STATED PROBLEM >> Transcribe only the part of the listing below that begins at the line containing "Tag a single point on each instance of the lower" and runs to its final line, keeping both ends.

(begin)

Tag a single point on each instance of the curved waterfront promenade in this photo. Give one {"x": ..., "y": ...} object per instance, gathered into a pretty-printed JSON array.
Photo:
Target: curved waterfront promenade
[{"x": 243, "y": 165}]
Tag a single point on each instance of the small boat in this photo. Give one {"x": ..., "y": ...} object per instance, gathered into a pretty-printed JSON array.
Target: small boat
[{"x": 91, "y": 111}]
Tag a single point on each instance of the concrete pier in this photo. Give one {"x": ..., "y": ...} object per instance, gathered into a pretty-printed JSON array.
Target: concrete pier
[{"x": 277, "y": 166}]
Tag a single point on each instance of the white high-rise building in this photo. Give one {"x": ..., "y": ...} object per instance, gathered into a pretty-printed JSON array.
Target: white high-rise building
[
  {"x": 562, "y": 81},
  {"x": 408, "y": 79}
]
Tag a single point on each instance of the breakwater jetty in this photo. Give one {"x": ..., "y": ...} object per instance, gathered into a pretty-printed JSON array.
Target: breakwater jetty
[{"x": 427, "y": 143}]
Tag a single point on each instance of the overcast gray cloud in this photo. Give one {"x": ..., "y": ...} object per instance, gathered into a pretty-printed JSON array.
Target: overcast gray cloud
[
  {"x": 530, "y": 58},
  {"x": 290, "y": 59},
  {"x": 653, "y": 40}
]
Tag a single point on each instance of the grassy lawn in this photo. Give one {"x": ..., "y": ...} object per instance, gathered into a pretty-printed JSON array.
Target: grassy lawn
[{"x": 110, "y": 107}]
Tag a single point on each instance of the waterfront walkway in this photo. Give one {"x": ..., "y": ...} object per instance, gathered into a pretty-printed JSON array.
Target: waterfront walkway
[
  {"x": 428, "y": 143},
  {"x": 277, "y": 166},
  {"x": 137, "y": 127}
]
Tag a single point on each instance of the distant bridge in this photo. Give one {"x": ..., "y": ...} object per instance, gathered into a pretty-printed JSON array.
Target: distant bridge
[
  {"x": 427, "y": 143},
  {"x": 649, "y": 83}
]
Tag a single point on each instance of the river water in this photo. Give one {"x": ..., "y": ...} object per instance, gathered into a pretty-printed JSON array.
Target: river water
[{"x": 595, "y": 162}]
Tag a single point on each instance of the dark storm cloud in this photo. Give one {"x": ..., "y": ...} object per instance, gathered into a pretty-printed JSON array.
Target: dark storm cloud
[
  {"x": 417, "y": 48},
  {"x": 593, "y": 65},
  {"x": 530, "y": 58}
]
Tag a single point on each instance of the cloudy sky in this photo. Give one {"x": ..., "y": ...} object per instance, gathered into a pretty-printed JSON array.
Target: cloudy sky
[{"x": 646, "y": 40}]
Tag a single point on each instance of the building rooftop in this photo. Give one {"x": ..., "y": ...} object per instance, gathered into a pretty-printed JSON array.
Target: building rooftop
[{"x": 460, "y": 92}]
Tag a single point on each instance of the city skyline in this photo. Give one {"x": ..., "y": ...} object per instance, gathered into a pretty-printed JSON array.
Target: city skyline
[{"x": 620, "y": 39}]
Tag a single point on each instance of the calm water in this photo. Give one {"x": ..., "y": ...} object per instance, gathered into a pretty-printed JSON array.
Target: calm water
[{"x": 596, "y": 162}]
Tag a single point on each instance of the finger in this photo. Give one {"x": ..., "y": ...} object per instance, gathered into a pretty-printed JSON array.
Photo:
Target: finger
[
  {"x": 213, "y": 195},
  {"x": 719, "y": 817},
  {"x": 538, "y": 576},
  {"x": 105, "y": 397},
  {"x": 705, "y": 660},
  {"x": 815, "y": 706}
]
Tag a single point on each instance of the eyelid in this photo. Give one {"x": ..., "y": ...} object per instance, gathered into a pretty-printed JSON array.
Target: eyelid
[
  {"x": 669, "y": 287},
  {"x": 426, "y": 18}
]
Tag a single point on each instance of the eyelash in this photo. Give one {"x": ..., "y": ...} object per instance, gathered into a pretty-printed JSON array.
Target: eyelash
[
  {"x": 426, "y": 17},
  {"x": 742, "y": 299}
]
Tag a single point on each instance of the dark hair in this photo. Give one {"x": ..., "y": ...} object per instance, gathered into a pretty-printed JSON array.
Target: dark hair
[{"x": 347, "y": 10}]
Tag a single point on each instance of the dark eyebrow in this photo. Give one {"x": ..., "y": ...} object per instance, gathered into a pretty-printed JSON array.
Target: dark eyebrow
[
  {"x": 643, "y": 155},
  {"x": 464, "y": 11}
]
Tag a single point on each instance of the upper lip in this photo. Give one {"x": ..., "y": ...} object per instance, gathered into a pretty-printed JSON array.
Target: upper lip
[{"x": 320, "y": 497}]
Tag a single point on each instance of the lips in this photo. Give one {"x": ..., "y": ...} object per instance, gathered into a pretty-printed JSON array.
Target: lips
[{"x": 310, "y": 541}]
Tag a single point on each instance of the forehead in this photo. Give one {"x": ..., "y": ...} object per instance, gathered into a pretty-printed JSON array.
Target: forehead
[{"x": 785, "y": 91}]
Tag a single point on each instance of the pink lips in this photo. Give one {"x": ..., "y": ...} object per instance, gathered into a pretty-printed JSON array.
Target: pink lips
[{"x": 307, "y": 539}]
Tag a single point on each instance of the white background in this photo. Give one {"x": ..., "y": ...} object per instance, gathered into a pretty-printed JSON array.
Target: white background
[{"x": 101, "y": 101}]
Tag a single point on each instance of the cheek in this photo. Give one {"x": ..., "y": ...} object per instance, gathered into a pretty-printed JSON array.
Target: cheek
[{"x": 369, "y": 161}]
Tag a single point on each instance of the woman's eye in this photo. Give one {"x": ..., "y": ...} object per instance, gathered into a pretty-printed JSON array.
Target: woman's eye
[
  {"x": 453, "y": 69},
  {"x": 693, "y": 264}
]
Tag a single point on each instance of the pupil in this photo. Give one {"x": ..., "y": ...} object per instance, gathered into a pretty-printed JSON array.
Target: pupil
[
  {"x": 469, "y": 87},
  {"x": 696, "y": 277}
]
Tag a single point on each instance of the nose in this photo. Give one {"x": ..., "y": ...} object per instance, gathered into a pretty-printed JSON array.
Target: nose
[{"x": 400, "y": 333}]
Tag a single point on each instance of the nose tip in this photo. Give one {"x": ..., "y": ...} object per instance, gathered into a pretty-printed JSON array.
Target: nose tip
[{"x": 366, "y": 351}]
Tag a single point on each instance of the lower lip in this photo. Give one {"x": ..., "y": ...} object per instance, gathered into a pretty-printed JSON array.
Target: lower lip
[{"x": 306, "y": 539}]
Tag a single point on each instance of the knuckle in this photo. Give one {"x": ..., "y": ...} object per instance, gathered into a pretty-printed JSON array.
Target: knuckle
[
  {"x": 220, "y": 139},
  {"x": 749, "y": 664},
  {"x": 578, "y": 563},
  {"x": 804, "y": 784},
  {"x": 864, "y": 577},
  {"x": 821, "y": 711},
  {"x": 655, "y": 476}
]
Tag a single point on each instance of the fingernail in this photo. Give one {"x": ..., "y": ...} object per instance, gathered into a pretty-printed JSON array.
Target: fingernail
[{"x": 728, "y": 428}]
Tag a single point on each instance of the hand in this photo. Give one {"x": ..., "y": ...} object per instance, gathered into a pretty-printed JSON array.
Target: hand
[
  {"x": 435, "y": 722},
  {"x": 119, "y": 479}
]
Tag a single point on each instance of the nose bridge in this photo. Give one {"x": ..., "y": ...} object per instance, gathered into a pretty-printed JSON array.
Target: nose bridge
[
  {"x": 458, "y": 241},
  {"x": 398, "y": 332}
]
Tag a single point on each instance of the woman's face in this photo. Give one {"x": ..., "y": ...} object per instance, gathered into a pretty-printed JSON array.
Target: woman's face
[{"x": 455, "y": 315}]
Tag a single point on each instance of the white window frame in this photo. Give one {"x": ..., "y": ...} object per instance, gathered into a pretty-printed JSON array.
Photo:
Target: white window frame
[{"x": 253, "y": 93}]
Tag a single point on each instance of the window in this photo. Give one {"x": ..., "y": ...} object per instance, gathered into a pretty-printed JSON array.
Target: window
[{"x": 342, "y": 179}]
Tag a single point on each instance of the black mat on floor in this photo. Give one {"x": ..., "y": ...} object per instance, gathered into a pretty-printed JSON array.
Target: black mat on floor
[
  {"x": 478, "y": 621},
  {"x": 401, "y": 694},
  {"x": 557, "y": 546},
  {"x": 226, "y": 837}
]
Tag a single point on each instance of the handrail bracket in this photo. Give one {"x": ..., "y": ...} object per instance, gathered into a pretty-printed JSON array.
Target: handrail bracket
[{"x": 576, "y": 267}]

(end)

EXERCISE ANSWER >>
Tag a single point on each instance of the lower lip in this photo. Give one {"x": ..., "y": ...} object per instance, gathered into a pretty-printed JSON array.
Target: lower lip
[{"x": 306, "y": 539}]
Tag a single point on each instance of the knuckle in this photo. Give one {"x": ..., "y": ...} object per instance, gathered into a pretty-printed JSON array.
Target: knuckle
[
  {"x": 220, "y": 139},
  {"x": 749, "y": 664},
  {"x": 578, "y": 563},
  {"x": 804, "y": 784},
  {"x": 864, "y": 577},
  {"x": 821, "y": 711},
  {"x": 655, "y": 476}
]
Tag a single point on each instance of the fingernail in this photo. Give one {"x": ..., "y": ...} object per instance, gathered into a pretty-printed JSON array.
Target: fingernail
[{"x": 728, "y": 428}]
Tag a single point on each instance of the hand in this photo. Give one {"x": ..., "y": ...} object per instance, gathered into a pretty-printed JSON array.
Target: hand
[
  {"x": 435, "y": 722},
  {"x": 119, "y": 479}
]
Tag a single point on each instance of the nose bridge in this photo. Give one {"x": ..., "y": ...} object per instance, gathered into a pretty-printed JSON array.
Target: nose bridge
[
  {"x": 458, "y": 241},
  {"x": 398, "y": 332}
]
Tag a single point on each instance of the woman's face in this photo. Give one {"x": ..., "y": ...} object per instance, gathered into a pretty-printed JSON array.
Target: woman's face
[{"x": 455, "y": 315}]
Tag a single point on each instance of the white window frame in this photo. Give one {"x": ..., "y": ...} object per instance, gathered into a pretty-printed JSON array.
Photo:
Target: white window frame
[{"x": 253, "y": 93}]
Tag a single point on each instance of the window in this photo. Give one {"x": ..., "y": ...} object per instance, gathered into a pretty-printed JSON array.
Target: window
[{"x": 342, "y": 179}]
Tag a single point on each instance of the black mat on floor in this photo. Give one {"x": ..., "y": ...} object per instance, gathered into a pretty-printed JSON array.
Target: black mat on floor
[
  {"x": 478, "y": 621},
  {"x": 401, "y": 694},
  {"x": 557, "y": 546},
  {"x": 226, "y": 837}
]
Tag a single point on each instance of the handrail bracket in this photo. Give one {"x": ..., "y": ...} object per instance, gathered into a pretty-printed JSON array.
Target: handrail bracket
[{"x": 576, "y": 267}]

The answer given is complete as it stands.